Given passage Block Start

EU Countries Approve 7 Billion Euro Short-Term Loan to Greece

EU Countries Approve 7 Billion Euro Short-Term Loan to Greece
Greek Prime Minister Alexis Tsipras delivers his speech as he attends a parliamentary session in Athens, on July 16. (Reuters)
Brussels: The EU approved a short-term loan of 7.16 billion euros ($7.8 billion) to Greece allowing it to meet a huge payment to the ECB and repay the IMF while a new bailout is still being ratified, the EU's top official for the euro said Friday.

"We have an agreement on bridge financing.... This agreement is backed by the 28 member states," Commission Vice President Valdis Dombrovskis told reporters.

Greece must pay the European Central Bank a huge debt payment of 4.2 billion euros as early as Monday, and is in arrears to the IMF.

The bridging loan allows Greece to clear its debt to the IMF and to repay the ECB while the modalities of a fresh bailout, agreed in principal by European leaders on Monday, is still under negotiation.

"It will allow Greece to clear its arrears with the IMF and the Bank of Greece and to repay the ECB, until Greece would start receiving financing under a new programme from the European Stability Mechanism (ESM)," the European Council, which represents the bloc's 28 member states, said in a statement referring to the EU's bailout fund.

Given passage Block End
Records shown Block Start

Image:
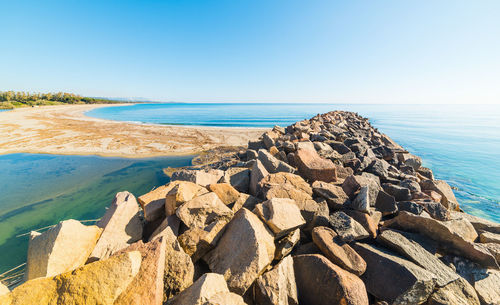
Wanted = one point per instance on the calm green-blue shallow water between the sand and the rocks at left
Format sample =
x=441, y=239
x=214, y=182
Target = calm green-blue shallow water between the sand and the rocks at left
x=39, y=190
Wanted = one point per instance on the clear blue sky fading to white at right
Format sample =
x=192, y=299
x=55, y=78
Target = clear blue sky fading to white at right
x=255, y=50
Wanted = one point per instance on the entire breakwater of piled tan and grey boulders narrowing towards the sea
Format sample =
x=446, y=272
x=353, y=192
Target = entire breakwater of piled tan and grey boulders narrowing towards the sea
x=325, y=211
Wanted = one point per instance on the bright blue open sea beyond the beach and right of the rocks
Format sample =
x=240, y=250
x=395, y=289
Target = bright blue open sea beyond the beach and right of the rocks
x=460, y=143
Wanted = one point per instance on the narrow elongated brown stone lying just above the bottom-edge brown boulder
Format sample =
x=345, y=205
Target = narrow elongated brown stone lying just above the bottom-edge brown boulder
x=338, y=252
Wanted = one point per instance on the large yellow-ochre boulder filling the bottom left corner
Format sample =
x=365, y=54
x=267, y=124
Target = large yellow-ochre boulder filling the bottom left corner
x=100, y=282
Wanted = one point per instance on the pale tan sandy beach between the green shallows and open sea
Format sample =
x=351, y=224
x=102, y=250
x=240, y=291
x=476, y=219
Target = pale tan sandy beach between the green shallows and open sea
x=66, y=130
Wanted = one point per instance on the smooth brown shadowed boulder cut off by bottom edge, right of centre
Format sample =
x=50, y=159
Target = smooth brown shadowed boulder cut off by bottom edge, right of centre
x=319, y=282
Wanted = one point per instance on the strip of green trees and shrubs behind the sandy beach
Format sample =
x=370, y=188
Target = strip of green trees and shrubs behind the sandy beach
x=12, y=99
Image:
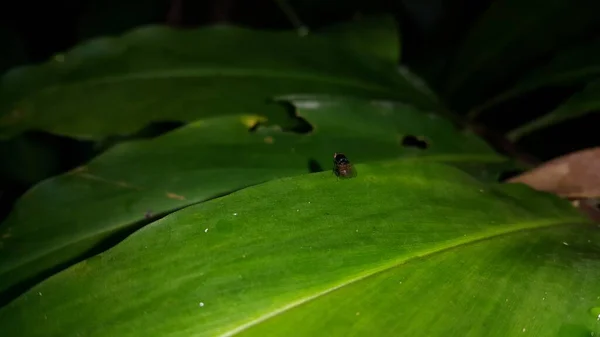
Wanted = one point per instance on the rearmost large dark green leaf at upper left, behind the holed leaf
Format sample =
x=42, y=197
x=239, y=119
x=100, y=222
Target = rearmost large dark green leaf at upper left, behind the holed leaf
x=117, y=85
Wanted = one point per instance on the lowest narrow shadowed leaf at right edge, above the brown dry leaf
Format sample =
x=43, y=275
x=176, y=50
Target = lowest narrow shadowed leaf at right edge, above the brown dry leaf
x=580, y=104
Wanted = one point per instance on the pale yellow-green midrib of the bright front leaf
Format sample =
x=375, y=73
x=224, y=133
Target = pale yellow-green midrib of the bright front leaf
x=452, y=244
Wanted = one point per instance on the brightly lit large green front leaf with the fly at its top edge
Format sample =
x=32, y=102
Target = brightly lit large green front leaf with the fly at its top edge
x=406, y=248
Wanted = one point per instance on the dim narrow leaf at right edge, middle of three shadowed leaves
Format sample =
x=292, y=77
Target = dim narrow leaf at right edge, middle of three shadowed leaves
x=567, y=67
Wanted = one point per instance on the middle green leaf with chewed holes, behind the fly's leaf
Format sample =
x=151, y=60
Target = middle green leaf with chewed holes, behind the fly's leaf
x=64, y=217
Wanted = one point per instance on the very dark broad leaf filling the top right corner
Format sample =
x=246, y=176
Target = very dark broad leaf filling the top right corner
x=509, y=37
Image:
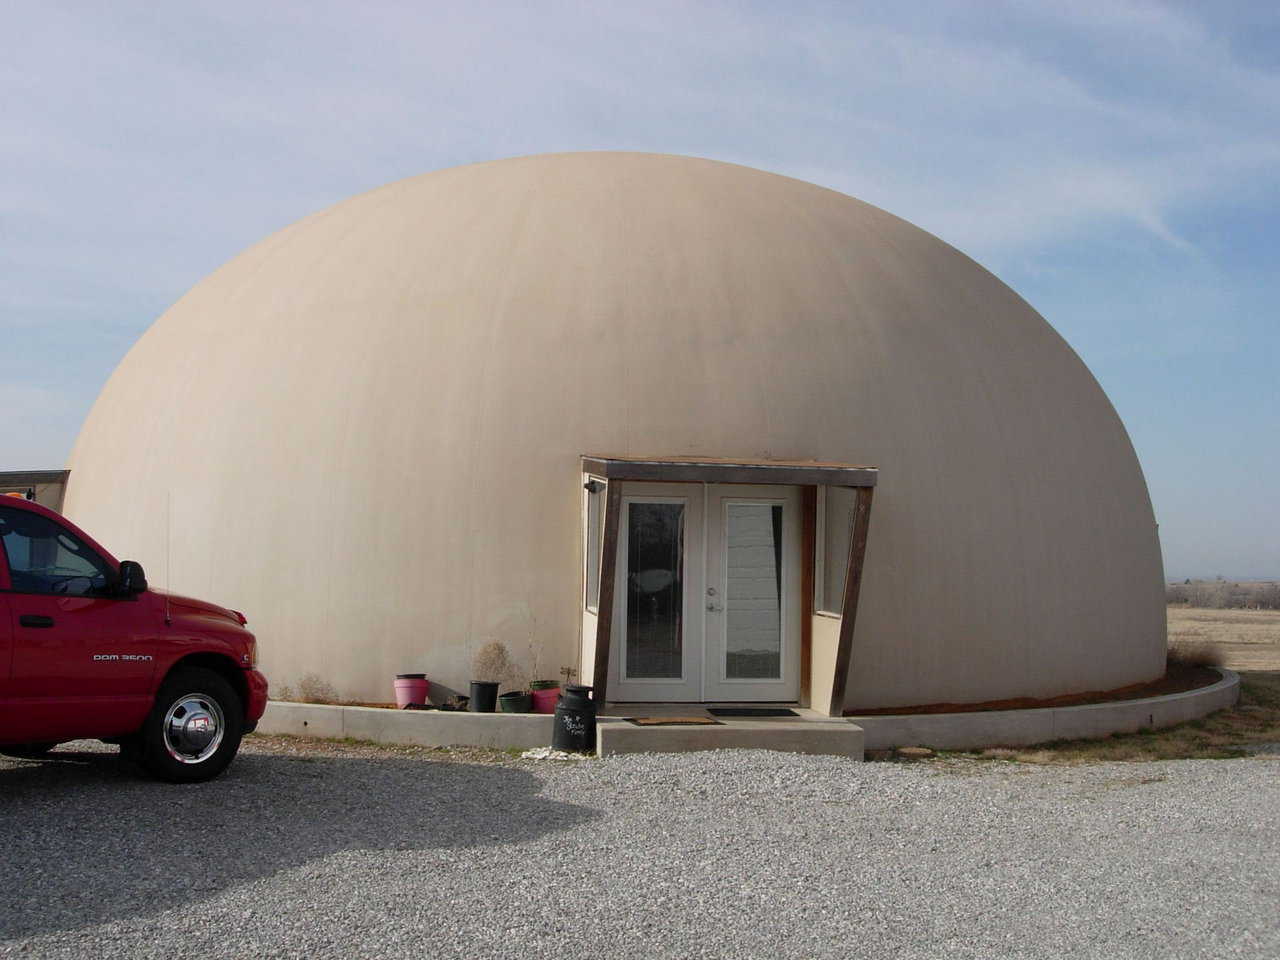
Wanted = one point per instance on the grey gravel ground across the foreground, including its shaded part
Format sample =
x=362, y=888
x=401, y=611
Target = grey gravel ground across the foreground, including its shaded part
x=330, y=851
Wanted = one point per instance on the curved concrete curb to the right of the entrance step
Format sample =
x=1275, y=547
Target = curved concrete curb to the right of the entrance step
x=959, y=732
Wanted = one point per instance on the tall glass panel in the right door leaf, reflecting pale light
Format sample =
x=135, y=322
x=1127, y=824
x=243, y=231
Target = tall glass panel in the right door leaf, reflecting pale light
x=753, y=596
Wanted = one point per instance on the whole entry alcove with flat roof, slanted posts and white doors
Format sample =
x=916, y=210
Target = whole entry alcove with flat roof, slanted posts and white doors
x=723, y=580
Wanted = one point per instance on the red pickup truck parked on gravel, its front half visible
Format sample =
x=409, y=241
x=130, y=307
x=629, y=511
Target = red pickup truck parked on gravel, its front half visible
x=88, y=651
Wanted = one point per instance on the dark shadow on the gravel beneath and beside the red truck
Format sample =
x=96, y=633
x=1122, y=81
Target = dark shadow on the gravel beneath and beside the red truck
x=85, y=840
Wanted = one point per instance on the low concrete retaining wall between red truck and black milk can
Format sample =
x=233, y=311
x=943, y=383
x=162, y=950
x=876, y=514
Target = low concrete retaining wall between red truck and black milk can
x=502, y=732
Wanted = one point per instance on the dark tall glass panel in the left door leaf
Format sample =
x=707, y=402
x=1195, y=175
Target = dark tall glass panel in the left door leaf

Records shown Block End

• [Task description]: Quote the passage from the Greece loan article between "Greece must pay" and "still under negotiation.", inclusive.

• [Exercise answer]:
Greece must pay the European Central Bank a huge debt payment of 4.2 billion euros as early as Monday, and is in arrears to the IMF.

The bridging loan allows Greece to clear its debt to the IMF and to repay the ECB while the modalities of a fresh bailout, agreed in principal by European leaders on Monday, is still under negotiation.